What to work on:
Where an entry contains a picture, omit the picture and repeat the rest exactly.
____ Given records
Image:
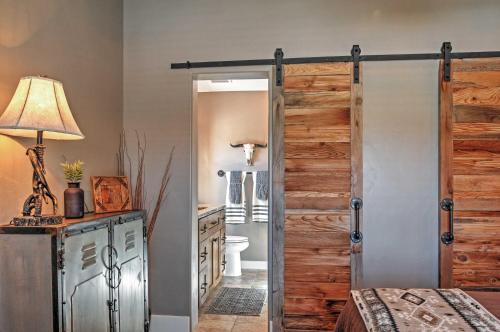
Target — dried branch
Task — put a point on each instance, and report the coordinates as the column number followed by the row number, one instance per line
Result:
column 138, row 192
column 162, row 195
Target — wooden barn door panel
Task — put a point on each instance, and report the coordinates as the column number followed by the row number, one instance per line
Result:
column 470, row 173
column 320, row 157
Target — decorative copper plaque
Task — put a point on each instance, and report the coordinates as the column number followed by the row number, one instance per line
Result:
column 110, row 193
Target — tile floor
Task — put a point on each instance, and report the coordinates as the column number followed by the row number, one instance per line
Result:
column 231, row 323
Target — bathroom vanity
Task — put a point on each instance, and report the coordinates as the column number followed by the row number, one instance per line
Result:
column 211, row 249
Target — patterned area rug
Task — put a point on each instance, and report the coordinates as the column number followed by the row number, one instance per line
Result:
column 238, row 301
column 393, row 309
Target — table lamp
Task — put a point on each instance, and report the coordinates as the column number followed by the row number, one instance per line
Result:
column 39, row 109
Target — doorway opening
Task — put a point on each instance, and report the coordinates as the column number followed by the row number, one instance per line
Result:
column 231, row 196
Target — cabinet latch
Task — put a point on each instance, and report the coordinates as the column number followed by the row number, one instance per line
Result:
column 60, row 258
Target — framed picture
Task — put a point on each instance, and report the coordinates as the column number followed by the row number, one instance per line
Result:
column 111, row 193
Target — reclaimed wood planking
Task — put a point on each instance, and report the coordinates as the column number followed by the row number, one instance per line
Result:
column 317, row 193
column 475, row 94
column 445, row 172
column 308, row 83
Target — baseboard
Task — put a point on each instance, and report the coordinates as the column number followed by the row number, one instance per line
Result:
column 163, row 323
column 254, row 265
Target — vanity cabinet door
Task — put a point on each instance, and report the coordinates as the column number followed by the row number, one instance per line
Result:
column 222, row 254
column 216, row 275
column 203, row 255
column 130, row 289
column 85, row 282
column 203, row 286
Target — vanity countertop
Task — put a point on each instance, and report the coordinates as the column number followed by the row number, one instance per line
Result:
column 205, row 209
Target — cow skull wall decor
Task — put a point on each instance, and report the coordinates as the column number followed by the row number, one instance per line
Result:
column 249, row 149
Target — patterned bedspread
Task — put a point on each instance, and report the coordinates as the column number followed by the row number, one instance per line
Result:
column 394, row 309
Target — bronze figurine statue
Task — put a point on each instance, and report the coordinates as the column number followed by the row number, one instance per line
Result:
column 41, row 188
column 32, row 208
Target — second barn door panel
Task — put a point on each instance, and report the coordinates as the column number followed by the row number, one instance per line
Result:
column 470, row 174
column 322, row 170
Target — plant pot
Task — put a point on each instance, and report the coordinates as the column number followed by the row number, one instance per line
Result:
column 73, row 201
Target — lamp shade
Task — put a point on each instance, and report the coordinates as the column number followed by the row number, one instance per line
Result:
column 39, row 104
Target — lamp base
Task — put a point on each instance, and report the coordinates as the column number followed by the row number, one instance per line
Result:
column 36, row 220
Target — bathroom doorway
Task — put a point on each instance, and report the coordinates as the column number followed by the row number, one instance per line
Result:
column 230, row 195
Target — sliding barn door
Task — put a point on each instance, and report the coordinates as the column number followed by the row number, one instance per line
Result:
column 322, row 151
column 470, row 174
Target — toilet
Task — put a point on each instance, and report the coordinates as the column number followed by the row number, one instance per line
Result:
column 234, row 246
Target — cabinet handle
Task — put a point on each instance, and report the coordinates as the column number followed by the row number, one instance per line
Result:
column 204, row 229
column 448, row 237
column 204, row 255
column 204, row 284
column 356, row 204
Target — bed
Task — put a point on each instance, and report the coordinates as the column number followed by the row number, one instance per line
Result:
column 485, row 304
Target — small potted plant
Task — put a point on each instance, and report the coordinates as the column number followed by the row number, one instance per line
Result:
column 73, row 196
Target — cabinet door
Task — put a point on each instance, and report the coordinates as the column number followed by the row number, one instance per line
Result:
column 85, row 288
column 128, row 240
column 215, row 244
column 203, row 286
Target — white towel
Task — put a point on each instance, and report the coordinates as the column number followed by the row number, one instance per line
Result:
column 260, row 208
column 235, row 213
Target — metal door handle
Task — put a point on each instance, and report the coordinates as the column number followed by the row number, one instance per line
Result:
column 204, row 255
column 356, row 204
column 204, row 229
column 448, row 237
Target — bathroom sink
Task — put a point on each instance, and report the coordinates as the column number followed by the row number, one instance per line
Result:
column 203, row 207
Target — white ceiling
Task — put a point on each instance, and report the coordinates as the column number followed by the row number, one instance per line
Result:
column 233, row 85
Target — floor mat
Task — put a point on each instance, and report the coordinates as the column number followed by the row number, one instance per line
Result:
column 238, row 301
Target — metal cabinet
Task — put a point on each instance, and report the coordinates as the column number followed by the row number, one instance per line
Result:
column 84, row 281
column 83, row 275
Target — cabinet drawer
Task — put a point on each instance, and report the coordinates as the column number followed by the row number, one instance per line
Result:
column 203, row 255
column 202, row 286
column 208, row 225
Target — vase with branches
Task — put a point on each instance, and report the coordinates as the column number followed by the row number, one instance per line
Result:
column 137, row 177
column 74, row 197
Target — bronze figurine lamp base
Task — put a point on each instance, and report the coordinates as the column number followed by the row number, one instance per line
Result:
column 32, row 208
column 39, row 107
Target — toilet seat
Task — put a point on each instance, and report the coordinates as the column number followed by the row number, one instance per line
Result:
column 236, row 239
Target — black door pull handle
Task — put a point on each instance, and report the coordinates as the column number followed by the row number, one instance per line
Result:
column 356, row 204
column 447, row 205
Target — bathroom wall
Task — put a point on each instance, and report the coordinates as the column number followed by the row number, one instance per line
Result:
column 236, row 117
column 80, row 43
column 158, row 99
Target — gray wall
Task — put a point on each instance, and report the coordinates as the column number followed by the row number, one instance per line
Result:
column 157, row 99
column 80, row 43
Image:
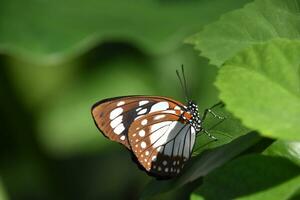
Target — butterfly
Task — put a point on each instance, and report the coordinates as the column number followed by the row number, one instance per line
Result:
column 160, row 132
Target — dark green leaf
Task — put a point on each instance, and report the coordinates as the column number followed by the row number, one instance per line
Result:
column 51, row 31
column 251, row 177
column 257, row 22
column 203, row 164
column 289, row 150
column 261, row 86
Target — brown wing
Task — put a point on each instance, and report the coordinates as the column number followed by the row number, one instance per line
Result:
column 162, row 141
column 114, row 116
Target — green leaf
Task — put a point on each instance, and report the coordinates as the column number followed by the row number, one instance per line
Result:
column 257, row 22
column 66, row 126
column 203, row 164
column 52, row 31
column 3, row 194
column 261, row 86
column 225, row 130
column 252, row 177
column 287, row 149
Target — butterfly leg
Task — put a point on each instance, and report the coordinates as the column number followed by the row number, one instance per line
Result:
column 209, row 135
column 209, row 110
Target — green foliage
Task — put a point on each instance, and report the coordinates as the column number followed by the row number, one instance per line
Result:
column 242, row 179
column 50, row 33
column 60, row 57
column 289, row 150
column 257, row 22
column 261, row 86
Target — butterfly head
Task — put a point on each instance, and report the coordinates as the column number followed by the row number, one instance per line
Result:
column 195, row 121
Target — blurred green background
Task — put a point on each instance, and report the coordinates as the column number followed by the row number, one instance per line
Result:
column 57, row 58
________
Result:
Image:
Target — dried branch
Task — put a point on each instance, and report the coordinates as the column number followed by the row number, one instance per line
Result:
column 138, row 192
column 162, row 195
Target — wooden barn door panel
Task — put a point on each instance, and report the coordinates as the column number followed by the row number, one instance per line
Result:
column 470, row 173
column 320, row 157
Target — decorative copper plaque
Task — put a point on each instance, and report the coordinates as the column number followed by the row number, one instance per line
Result:
column 110, row 193
Target — tile floor
Task — put a point on each instance, and report the coordinates as the column number followed by the row number, one instance per line
Result:
column 231, row 323
Target — bathroom vanity
Task — put a point on each instance, and report the coordinates as the column number followed by the row number, one instance per line
Result:
column 211, row 249
Target — patterned area rug
Task — put a point on each instance, and report the coordinates as the column number followed by the row number, one instance per line
Result:
column 238, row 301
column 393, row 309
Target — table lamp
Task — put a point on each instance, and report the coordinates as the column number followed by the row number, one instance per line
Result:
column 39, row 109
Target — doorway opening
Task — put a point on each instance, and report the coordinates as the column number followed by the row number, one instance per line
Result:
column 231, row 196
Target — cabinet latch
Task — put a point on each instance, and report the coordinates as the column number followed by the row number, one instance per line
Result:
column 60, row 258
Target — framed picture
Task — put a point on each instance, and report the coordinates as the column number followed by the row number, one instance per line
Result:
column 111, row 193
Target — reclaimed wood planking
Task — put a point on each instance, and report the coordinates as the column number followed by the row number, one instance per line
Result:
column 317, row 193
column 475, row 94
column 445, row 172
column 308, row 83
Target — baseboard
Task — put a point on each instance, and report the coordinates as the column number followed by the row number, one instance per line
Result:
column 163, row 323
column 254, row 265
Target — vanity cabinet door
Task — put a point on each instance, and report the coordinates as the column number followed by the row number, one instance per line
Result:
column 222, row 254
column 216, row 275
column 203, row 255
column 130, row 289
column 85, row 282
column 203, row 286
Target — vanity countertop
Task — put a point on each instance, and report the coordinates as the column number followed by the row number, one instance per line
Result:
column 205, row 209
Target — cow skull wall decor
Task — put a point on each instance, and report the coordinates as the column number followed by the row number, one instance per line
Result:
column 249, row 149
Target — patterned bedspread
Task — put a point on each instance, and report the coordinates as the column number followed by the row number, one instance per line
Result:
column 394, row 309
Target — bronze figurine statue
Task — put a point on each instance, and report the coordinates as the column number followed by the row number, one instance per line
Result:
column 41, row 188
column 32, row 208
Target — second barn door panel
Task — put a point on each instance, and report the coordinates as the column number followed by the row number, one instance per line
Result:
column 470, row 174
column 322, row 170
Target — plant pot
Task — put a point on each instance, and report the coordinates as the column number followed by the row number, one instance per line
Result:
column 73, row 201
Target — lamp shade
Task — put a point on each instance, and report the coordinates as the column number followed by the row number, one instance per line
Result:
column 39, row 104
Target — lamp base
Task — put a point on each instance, and report the coordinates as the column number followed by the row number, one instance per line
Result:
column 36, row 220
Target — bathroom doorway
Task — put a point on each instance, and report the coordinates as the column number followed by the row number, one instance per line
Result:
column 230, row 195
Target — sliding barn door
Task — put a point on each instance, and report the coordinates as the column number followed by the row number, one instance per line
Result:
column 322, row 151
column 470, row 174
Target — toilet
Task — put a point on each instance, and report the coordinates as the column number followed by the row number, one instance per line
Result:
column 234, row 246
Target — cabinet handle
Task — put a point on each instance, and report the coordinates as the column number followed by the row number, one instance per line
Result:
column 204, row 229
column 448, row 237
column 204, row 255
column 204, row 284
column 356, row 204
Target — bed
Task — put a point on each instance, and report the coordinates as the column number followed by the row number, one instance per line
Result:
column 485, row 304
Target — small potted plant
Task — put a point on each instance, and report the coordinates as the column number followed by the row number, one instance per line
Result:
column 73, row 196
Target — cabinet door
Task — put a point on each instance, and report the coordinates as the column number followed by the row number, one instance per line
Result:
column 85, row 288
column 128, row 240
column 215, row 244
column 203, row 286
Target — white towel
Task — put a point on each instance, and report the coordinates as the column number followed by the row number, one instance per line
Result:
column 260, row 208
column 235, row 213
Target — metal door handle
Task — put a point on each instance, and report the coordinates as the column number followed by the row number, one instance per line
Result:
column 204, row 255
column 356, row 204
column 204, row 229
column 448, row 237
Target — bathroom sink
Task — put a point on each instance, and report the coordinates as the column number followed by the row number, one instance per line
Result:
column 203, row 207
Target — white ceiling
Task — put a point on each instance, and report the coordinates as the column number followed by the row number, one instance per line
Result:
column 233, row 85
Target — floor mat
Task — put a point on each instance, and report the coordinates as the column number followed by the row number, one instance per line
Result:
column 238, row 301
Target — metal cabinet
Task — put a point on each instance, and report the coordinates as the column number followed by the row number, one instance per line
Result:
column 84, row 281
column 83, row 275
Target — cabinet drawer
Task — put a point on each instance, and report the coordinates as the column number followed by the row number, one instance per line
Result:
column 203, row 255
column 202, row 286
column 208, row 225
Target — vase with branches
Task — put a point on each instance, and report the coordinates as the column number followed by the row number, one instance per line
Result:
column 137, row 177
column 74, row 197
Target — bronze figurine lamp base
Task — put a point on each instance, and report the coordinates as the column number followed by the row number, one instance per line
Result:
column 32, row 208
column 39, row 107
Target — toilet seat
Task — put a point on each instance, and report the coordinates as the column number followed by the row number, one instance per line
Result:
column 236, row 239
Target — black door pull handle
Task — put a point on each instance, and report the coordinates as the column number followed by the row number, one instance per line
Result:
column 356, row 204
column 447, row 205
Target — bathroom wall
Task — put a point on each instance, and report the coordinates as the column number followed by the row number, one instance per line
Result:
column 236, row 117
column 80, row 43
column 158, row 99
Target — gray wall
Task — put a point on each instance, and report the coordinates as the column number followed by the row number, one instance per line
Result:
column 157, row 99
column 80, row 43
Image:
Target — butterfly
Task — put a point on each instance, and report the coordinates as the column number followed by the row number, one instance per line
Result:
column 160, row 132
Target — dark green leaf
Task — put a point on each instance, and report the coordinates as the column number followed by the row number, one instance per line
Result:
column 51, row 31
column 251, row 177
column 257, row 22
column 203, row 164
column 289, row 150
column 261, row 86
Target — brown wing
Task — put a point on each instance, and report the coordinates as the column number followed by the row number, one instance per line
Result:
column 162, row 141
column 114, row 116
Target — green leaf
Task — put a point on each instance, and report the coordinates as the column number followed by the row number, one instance per line
Result:
column 257, row 22
column 66, row 126
column 203, row 164
column 52, row 31
column 3, row 194
column 261, row 86
column 225, row 130
column 252, row 177
column 287, row 149
Target — butterfly leg
Task — put a point on each instance, and report the coordinates as the column number followed by the row number, one instance per line
Result:
column 209, row 135
column 209, row 110
Target — green foliage
Task — put a point on each instance, and report the coordinates as the column number followed by the row number, one instance per line
Result:
column 242, row 179
column 50, row 33
column 60, row 57
column 289, row 150
column 257, row 22
column 261, row 86
Target — butterfly head
Task — put a point on each instance, and report the coordinates as the column number followed by the row number, one instance per line
Result:
column 195, row 121
Target — blurred green background
Task — put a point on each instance, and report the coordinates as the column number followed by the row number, one instance per line
Result:
column 57, row 58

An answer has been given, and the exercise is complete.